__WHAT YOU ARE ASKED TO DO__. Write out each line word for word. Drop pictures.

__Items from a data source__.
------------

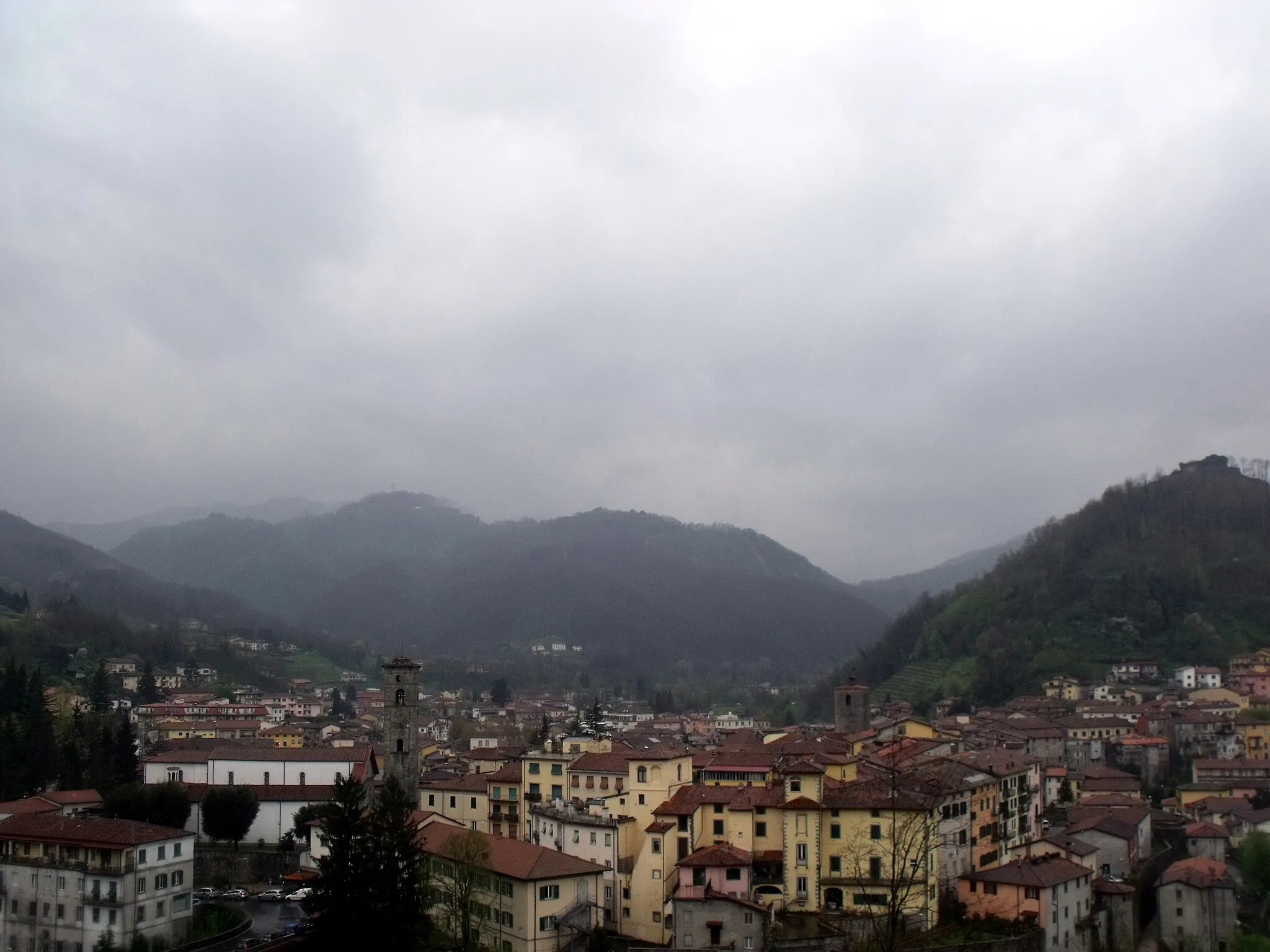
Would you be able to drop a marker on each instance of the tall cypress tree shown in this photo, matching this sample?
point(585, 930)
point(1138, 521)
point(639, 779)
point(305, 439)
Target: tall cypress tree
point(397, 870)
point(40, 742)
point(345, 904)
point(12, 769)
point(146, 691)
point(71, 776)
point(99, 690)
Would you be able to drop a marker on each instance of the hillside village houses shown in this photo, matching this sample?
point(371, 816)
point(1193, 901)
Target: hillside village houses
point(711, 828)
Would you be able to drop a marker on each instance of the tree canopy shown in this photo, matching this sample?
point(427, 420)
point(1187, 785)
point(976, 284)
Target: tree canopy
point(229, 813)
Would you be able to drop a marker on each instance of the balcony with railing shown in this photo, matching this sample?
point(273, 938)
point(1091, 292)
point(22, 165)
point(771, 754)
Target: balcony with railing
point(113, 866)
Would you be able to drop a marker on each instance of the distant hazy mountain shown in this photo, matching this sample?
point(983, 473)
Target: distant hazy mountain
point(404, 569)
point(107, 536)
point(897, 593)
point(51, 565)
point(1175, 569)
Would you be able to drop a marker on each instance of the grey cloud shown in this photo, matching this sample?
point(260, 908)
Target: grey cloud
point(882, 284)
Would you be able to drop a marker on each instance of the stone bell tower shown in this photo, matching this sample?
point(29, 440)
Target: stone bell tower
point(402, 721)
point(851, 707)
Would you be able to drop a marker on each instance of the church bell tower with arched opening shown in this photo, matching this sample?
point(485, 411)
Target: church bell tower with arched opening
point(402, 721)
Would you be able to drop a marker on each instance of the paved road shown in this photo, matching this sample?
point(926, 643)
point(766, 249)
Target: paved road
point(271, 917)
point(1151, 937)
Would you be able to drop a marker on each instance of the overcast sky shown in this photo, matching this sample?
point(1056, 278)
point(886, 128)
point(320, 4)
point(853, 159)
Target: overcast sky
point(884, 282)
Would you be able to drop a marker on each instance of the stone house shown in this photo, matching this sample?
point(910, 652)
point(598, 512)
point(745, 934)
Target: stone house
point(704, 918)
point(1048, 891)
point(1207, 839)
point(1116, 839)
point(1197, 907)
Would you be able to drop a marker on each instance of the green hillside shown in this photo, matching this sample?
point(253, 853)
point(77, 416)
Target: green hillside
point(1174, 569)
point(411, 571)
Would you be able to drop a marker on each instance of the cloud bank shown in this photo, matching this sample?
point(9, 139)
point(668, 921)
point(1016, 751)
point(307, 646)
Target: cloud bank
point(886, 282)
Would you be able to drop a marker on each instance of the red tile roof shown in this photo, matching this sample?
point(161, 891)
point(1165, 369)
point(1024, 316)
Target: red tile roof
point(511, 857)
point(508, 774)
point(615, 762)
point(68, 798)
point(1108, 823)
point(29, 805)
point(468, 783)
point(272, 792)
point(93, 832)
point(1198, 871)
point(1206, 831)
point(721, 855)
point(1038, 871)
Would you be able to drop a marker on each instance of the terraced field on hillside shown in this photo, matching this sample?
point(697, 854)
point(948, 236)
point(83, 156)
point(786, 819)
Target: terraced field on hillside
point(928, 681)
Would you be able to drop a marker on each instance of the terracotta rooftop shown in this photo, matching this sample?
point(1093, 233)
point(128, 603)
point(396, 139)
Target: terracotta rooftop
point(877, 794)
point(507, 774)
point(270, 794)
point(614, 762)
point(93, 832)
point(511, 857)
point(722, 855)
point(1073, 845)
point(1038, 871)
point(1206, 831)
point(267, 753)
point(29, 805)
point(1198, 871)
point(466, 783)
point(1108, 823)
point(68, 798)
point(1112, 800)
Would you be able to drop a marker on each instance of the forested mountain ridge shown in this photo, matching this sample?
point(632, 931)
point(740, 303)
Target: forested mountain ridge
point(411, 570)
point(1174, 569)
point(48, 566)
point(107, 536)
point(897, 593)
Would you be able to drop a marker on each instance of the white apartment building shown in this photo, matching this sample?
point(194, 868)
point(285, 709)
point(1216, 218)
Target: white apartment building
point(1193, 677)
point(66, 880)
point(260, 765)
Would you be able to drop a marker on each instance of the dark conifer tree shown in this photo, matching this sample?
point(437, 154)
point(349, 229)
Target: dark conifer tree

------------

__WORKED SOLUTION__.
Would you be able to drop a marker on each instance of the tall cypress tree shown in this photo, matching this sample?
point(585, 930)
point(1138, 521)
point(639, 779)
point(305, 439)
Target: tall cypress tree
point(397, 870)
point(40, 742)
point(345, 904)
point(12, 769)
point(146, 691)
point(71, 776)
point(99, 690)
Would you be able to drop a marker on each instance of the hillside village houses shown in this photo, matching this sample?
point(371, 816)
point(1193, 901)
Target: hillside village houses
point(711, 828)
Would you be able to drop a marker on each instance of the tree canopy shown in this photo, matching this sample?
point(427, 420)
point(1187, 785)
point(976, 284)
Target: tree canopy
point(229, 813)
Would you be able to drop a marker on each instance of the balcony with railing shown in this photo, matching this sample?
point(273, 938)
point(1091, 292)
point(22, 165)
point(771, 754)
Target: balcony with railing
point(113, 866)
Would you be able to drop a marker on each instance of the distant hazy mountain shown in this photo, matching this sample?
point(983, 473)
Target: distant hazy mountain
point(404, 569)
point(107, 536)
point(897, 593)
point(51, 565)
point(1175, 569)
Would you be able to drop a marker on each instance of the grey cloud shown in this photo, matching this sample?
point(260, 908)
Target: grey cloud
point(882, 284)
Would you be able to drop a marker on each instance of the stone bell tower shown in this photo, matching this sample?
point(29, 440)
Target: stone bell tower
point(402, 721)
point(851, 707)
Would you be able to drop a marker on each instance of the church bell tower with arched opening shown in this photo, matching this sample?
point(485, 411)
Target: church bell tower with arched opening
point(402, 721)
Would you be able to drop a marker on each instance of the paved road shown in this photo, matching this sample?
point(926, 643)
point(766, 249)
Target: paved road
point(271, 917)
point(1151, 937)
Would you be able to drop a marker on each instance of the overcast sky shown in this photo, matching this sample?
point(1056, 278)
point(886, 128)
point(320, 4)
point(853, 159)
Target: overcast sky
point(884, 282)
Would you be able to drop a marker on each instance of the stone house shown in this photo, matching this sample?
point(910, 652)
point(598, 512)
point(745, 934)
Target: stone house
point(704, 918)
point(1048, 891)
point(1207, 839)
point(1116, 839)
point(1197, 907)
Would you be able to drop a marker on each instance of the green hillside shown in this photo, matching this sample?
point(253, 853)
point(77, 416)
Target: green hillside
point(1174, 569)
point(411, 571)
Would you be able to drop a marker on each instance of the cloud bank shown in this photo, matching this sample?
point(9, 139)
point(668, 921)
point(1016, 751)
point(307, 646)
Target: cloud bank
point(886, 282)
Would you be able to drop a marker on each instance of the red tile roof shown in this photo, matching this sample?
point(161, 891)
point(1165, 369)
point(1024, 316)
Target: red tile roof
point(511, 857)
point(508, 774)
point(615, 762)
point(68, 798)
point(1108, 823)
point(29, 805)
point(468, 783)
point(272, 792)
point(93, 832)
point(1198, 871)
point(1206, 831)
point(721, 855)
point(1038, 871)
Would you be able to drop a marker on each instance of the terraced field on hillside shown in this photo, matching this sample?
point(697, 854)
point(948, 236)
point(83, 156)
point(786, 819)
Target: terraced field on hillside
point(928, 681)
Would you be able to drop a marker on each instance of the terracotta rooftop shown in this photo, matching this sample?
point(1093, 233)
point(128, 603)
point(396, 139)
Target: terracotta rooftop
point(877, 794)
point(507, 774)
point(270, 794)
point(614, 762)
point(93, 832)
point(511, 857)
point(722, 855)
point(1073, 845)
point(1038, 871)
point(1206, 831)
point(267, 753)
point(29, 805)
point(1198, 871)
point(466, 783)
point(1108, 823)
point(68, 798)
point(1112, 800)
Would you be able to drop a marker on each instance of the forested mountain ridge shown in this photo, matching this sample?
point(632, 931)
point(740, 303)
Target: forested mountain ridge
point(411, 570)
point(1174, 569)
point(48, 566)
point(107, 536)
point(897, 593)
Would you be able to drop a marker on each instance of the white apartment building shown in this photo, matching this sample?
point(194, 868)
point(285, 709)
point(1216, 218)
Target: white apartment building
point(1193, 677)
point(66, 880)
point(260, 765)
Would you be able to drop a marker on each instance of the dark conifer tree shown in this photo, matching this sample?
point(437, 154)
point(349, 229)
Target: dark conifer tree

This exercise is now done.